* **WRITTEN REQUEST**: Reproduce exactly the lines from the one containing "Keypoint placement rule: for each instance of the shrub, put" through the last line of the records below, both included. Leave out any pictures.

_ _ _ _

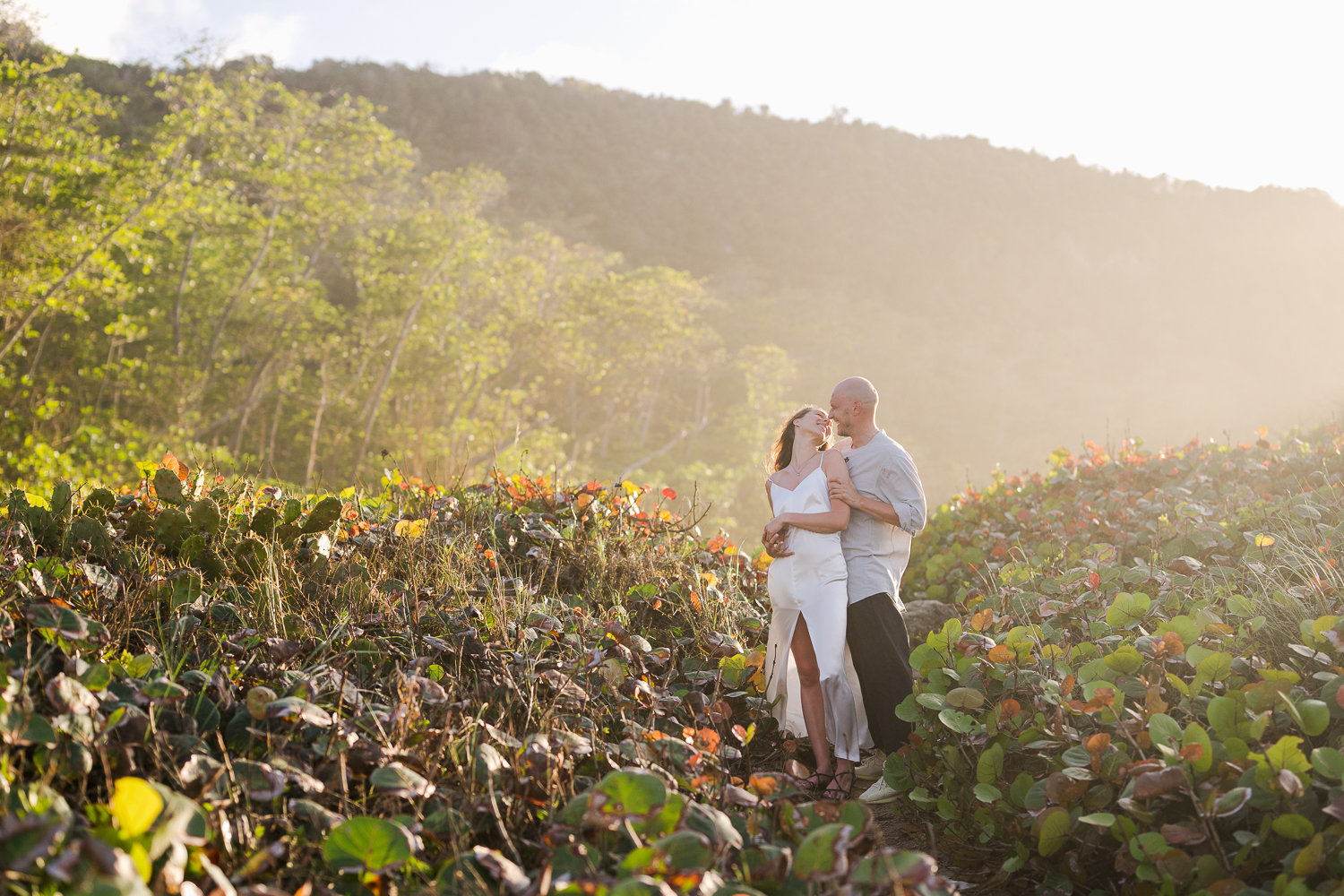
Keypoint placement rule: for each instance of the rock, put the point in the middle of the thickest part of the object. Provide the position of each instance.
(924, 616)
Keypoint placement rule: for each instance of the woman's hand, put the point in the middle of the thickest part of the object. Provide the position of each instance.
(844, 490)
(774, 538)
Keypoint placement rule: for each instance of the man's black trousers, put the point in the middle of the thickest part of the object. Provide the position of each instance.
(881, 650)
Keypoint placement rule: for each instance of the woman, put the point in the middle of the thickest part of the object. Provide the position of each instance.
(808, 600)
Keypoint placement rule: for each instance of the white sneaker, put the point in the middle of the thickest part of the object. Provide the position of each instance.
(871, 767)
(879, 793)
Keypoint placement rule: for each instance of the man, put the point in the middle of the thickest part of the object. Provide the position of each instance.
(889, 509)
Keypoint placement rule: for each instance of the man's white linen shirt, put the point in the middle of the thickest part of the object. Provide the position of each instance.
(875, 552)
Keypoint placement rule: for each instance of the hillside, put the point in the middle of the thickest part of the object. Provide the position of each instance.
(1000, 300)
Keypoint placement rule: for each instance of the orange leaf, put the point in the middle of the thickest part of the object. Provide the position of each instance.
(1101, 699)
(1097, 745)
(175, 465)
(763, 785)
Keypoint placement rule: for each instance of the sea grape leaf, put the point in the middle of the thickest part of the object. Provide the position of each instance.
(965, 699)
(1164, 729)
(1328, 762)
(989, 767)
(1125, 659)
(956, 720)
(1314, 716)
(1223, 713)
(986, 793)
(1098, 818)
(134, 804)
(1195, 735)
(1293, 826)
(626, 794)
(1053, 831)
(366, 844)
(1215, 667)
(823, 853)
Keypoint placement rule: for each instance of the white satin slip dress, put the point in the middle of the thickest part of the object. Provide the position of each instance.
(812, 583)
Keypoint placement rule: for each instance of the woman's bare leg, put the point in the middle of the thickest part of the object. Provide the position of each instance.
(809, 694)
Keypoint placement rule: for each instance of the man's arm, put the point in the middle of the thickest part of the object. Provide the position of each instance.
(900, 482)
(849, 495)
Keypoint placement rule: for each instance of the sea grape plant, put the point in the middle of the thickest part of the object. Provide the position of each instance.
(1144, 691)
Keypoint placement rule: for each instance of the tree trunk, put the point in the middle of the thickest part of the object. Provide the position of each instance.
(252, 402)
(209, 365)
(182, 288)
(392, 365)
(317, 429)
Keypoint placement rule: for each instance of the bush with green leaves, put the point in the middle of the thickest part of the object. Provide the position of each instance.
(507, 688)
(1142, 694)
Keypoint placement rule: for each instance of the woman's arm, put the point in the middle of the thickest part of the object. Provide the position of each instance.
(833, 520)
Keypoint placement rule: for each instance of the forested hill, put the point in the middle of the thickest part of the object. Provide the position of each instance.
(999, 298)
(1002, 300)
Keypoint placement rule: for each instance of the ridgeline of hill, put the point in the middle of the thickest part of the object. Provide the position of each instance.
(1000, 300)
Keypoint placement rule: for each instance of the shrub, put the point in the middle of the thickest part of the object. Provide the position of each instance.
(1144, 688)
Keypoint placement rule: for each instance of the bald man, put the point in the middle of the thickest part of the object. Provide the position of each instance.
(887, 511)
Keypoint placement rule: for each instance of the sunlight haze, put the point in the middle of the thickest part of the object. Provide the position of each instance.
(1219, 93)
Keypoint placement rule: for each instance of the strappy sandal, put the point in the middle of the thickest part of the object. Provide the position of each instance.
(817, 782)
(835, 790)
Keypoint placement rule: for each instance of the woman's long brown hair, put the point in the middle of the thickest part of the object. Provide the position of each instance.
(782, 449)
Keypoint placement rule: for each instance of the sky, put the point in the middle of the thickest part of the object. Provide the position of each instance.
(1231, 94)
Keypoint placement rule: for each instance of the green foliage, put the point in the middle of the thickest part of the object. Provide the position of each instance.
(403, 677)
(263, 277)
(1155, 651)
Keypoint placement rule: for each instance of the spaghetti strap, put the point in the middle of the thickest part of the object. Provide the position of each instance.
(812, 583)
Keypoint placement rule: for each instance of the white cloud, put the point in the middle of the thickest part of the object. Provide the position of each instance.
(90, 27)
(263, 34)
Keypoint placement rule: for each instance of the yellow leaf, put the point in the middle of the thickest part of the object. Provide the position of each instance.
(134, 805)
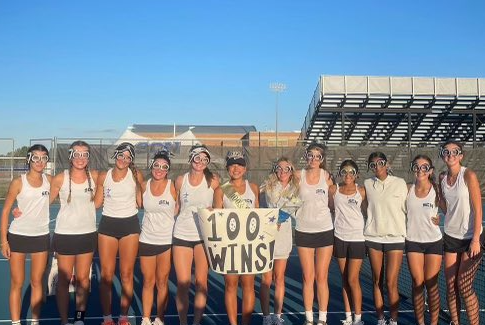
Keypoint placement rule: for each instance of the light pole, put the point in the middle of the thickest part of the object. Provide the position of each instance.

_ _ _ _

* **REPLY**:
Keypoint placement rule: for each instance of the shrub, put the point in the middle of the thickest part of the object. Provide the position of each instance.
(1144, 688)
Keypoint placement rule: for each instance of the bald man, put the point in the middle of the thickest part of the object. Provide the position of each instance.
(887, 511)
Keypoint placement rule: for each instance of the sunlight haze, put the point in the middle of the thickest part of the object. Provide the position of each instance.
(1219, 93)
Keypoint placement rule: for each instance of the strappy sandal, put the point in the middle of the thickest part of the object. Provide the position of each instance.
(817, 782)
(835, 790)
Keypoint placement rule: for each instance of the woman's long brown hair, put the point in the middle of the thickest part of the object. Provide the position of each instance.
(782, 449)
Keypoint placement rule: for each instance of the sky, put the point in the middle of the thickest part of the object. Provide the position of each instance.
(1231, 94)
Keypoint placement rule: for each instance of the green foliage, put the point in the middle of the thickest part of the object. Provide the position of each instance.
(403, 677)
(263, 277)
(1155, 651)
Keypoint placement rule: for each instance of the spaghetti strap, put the point in the middle of the thickest part of the object. Provide the position of each instance.
(812, 583)
Keypoint placement rule: for each instance of the white cloud, put the point in the middle of the thickest part of the object. Provide the position of each instance.
(90, 27)
(263, 34)
Keypoint placement rule: for each instance of the yellow leaf, put the point in the middle of the thickest part of the object. Provide the position of each instance.
(134, 805)
Keypoint placement rule: for each instance of the light pole, put the point in the middle of the thickest part of the object. Provide the position of each instance.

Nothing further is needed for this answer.